== Source excerpt ==

-=-=-=-=-

= Jim Carrington =

British children's writer

Jim Carrington is an educationalist and writer of children's literature. Carrington was born in Norwich, Norfolk, England on 8 February 1977 and lives with his family in south west London.

==Education and career==
Educated in state schools in Norfolk, Carrington went on to read English at Queen Mary, University of London, and trained to teach at South Bank University. He then gained an MA in Writing for Young People at Bath Spa University, where his work attracted the attention of Bloomsbury Publishing. He also teaches part-time in a state primary school in London.
In 2011 Carrington appeared at Hayfever, the children's section of the Hay Festival.

==Writing==

Carrington's novels fall within the genre of young adult fiction, early readers and chapter books. His first three novels, Inside My Head (2010), In the Bag (2011) and Drive By (2012), feature young protagonists whose lives reflect experiences with which teenagers and young adults in a twenty-first-century United Kingdom will be very familiar: bullying, anti-social behaviour, mental health issues, identity and relationships. Carrington's fourth YA novel, Boy 23 (2015), took a different course, creating a wider dystopian socio-political world through which he examines the violent society in which a virulent epidemic of unknown origin emerges. This is seen from the perspective of two teenagers whose earlier lives have been radically different from each other. A science-fiction comic novel for 7-11 year old readers is forthcoming.

-=-=-=-=-

== Instruction A ==
Present the records, everything from the line containing "Isolate forest floor" down to the line containing "left=0, top=0, right=375, bottom=381", as a Markdown table with the columns Row and Line, leaving out blank lines.
The Jim Carrington article has nothing to do with the records.

-=-=-=-=-

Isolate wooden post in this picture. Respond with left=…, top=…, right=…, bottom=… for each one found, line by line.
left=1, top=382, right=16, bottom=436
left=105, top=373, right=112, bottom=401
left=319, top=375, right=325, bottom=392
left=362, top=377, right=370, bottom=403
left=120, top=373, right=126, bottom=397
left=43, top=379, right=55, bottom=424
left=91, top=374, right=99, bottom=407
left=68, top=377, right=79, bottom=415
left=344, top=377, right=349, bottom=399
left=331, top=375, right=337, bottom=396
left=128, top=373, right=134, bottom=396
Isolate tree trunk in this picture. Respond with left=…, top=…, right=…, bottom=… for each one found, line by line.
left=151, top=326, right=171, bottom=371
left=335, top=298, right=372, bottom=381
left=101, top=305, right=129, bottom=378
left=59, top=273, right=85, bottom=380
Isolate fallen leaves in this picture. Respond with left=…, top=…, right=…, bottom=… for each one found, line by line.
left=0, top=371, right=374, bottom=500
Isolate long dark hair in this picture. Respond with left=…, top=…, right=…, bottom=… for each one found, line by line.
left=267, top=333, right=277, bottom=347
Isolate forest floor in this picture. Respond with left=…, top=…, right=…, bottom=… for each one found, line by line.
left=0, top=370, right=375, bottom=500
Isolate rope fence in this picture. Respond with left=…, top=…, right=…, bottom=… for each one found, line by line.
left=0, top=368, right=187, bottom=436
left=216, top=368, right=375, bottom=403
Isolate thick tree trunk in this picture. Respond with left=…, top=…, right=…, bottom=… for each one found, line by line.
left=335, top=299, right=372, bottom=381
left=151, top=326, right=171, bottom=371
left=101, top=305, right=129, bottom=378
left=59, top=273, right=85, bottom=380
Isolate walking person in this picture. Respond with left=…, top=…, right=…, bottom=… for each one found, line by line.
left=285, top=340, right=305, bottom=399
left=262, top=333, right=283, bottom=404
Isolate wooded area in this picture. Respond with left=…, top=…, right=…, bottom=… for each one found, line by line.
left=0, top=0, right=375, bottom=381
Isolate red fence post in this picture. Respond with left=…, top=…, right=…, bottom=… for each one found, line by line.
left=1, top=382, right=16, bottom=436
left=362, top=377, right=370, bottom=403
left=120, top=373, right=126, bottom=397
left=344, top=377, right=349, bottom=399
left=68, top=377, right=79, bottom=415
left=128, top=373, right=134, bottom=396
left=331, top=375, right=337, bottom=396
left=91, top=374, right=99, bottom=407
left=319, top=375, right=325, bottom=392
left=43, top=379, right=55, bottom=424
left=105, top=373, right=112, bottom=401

-=-=-=-=-

== Instruction B ==
Pull out everything in the Jim Carrington article from "Carrington's novels fall" down to "readers is forthcoming.", copied word for word.

== Full answer A ==
| Row | Line |
|---|---|
| 1 | Isolate forest floor in this picture. Respond with left=…, top=…, right=…, bottom=… for each one found, line by line. |
| 2 | left=0, top=370, right=375, bottom=500 |
| 3 | Isolate rope fence in this picture. Respond with left=…, top=…, right=…, bottom=… for each one found, line by line. |
| 4 | left=0, top=368, right=187, bottom=436 |
| 5 | left=216, top=368, right=375, bottom=403 |
| 6 | Isolate thick tree trunk in this picture. Respond with left=…, top=…, right=…, bottom=… for each one found, line by line. |
| 7 | left=335, top=299, right=372, bottom=381 |
| 8 | left=151, top=326, right=171, bottom=371 |
| 9 | left=101, top=305, right=129, bottom=378 |
| 10 | left=59, top=273, right=85, bottom=380 |
| 11 | Isolate walking person in this picture. Respond with left=…, top=…, right=…, bottom=… for each one found, line by line. |
| 12 | left=285, top=340, right=305, bottom=399 |
| 13 | left=262, top=333, right=283, bottom=404 |
| 14 | Isolate wooded area in this picture. Respond with left=…, top=…, right=…, bottom=… for each one found, line by line. |
| 15 | left=0, top=0, right=375, bottom=381 |

== Full answer B ==
Carrington's novels fall within the genre of young adult fiction, early readers and chapter books. His first three novels, Inside My Head (2010), In the Bag (2011) and Drive By (2012), feature young protagonists whose lives reflect experiences with which teenagers and young adults in a twenty-first-century United Kingdom will be very familiar: bullying, anti-social behaviour, mental health issues, identity and relationships. Carrington's fourth YA novel, Boy 23 (2015), took a different course, creating a wider dystopian socio-political world through which he examines the violent society in which a virulent epidemic of unknown origin emerges. This is seen from the perspective of two teenagers whose earlier lives have been radically different from each other. A science-fiction comic novel for 7-11 year old readers is forthcoming.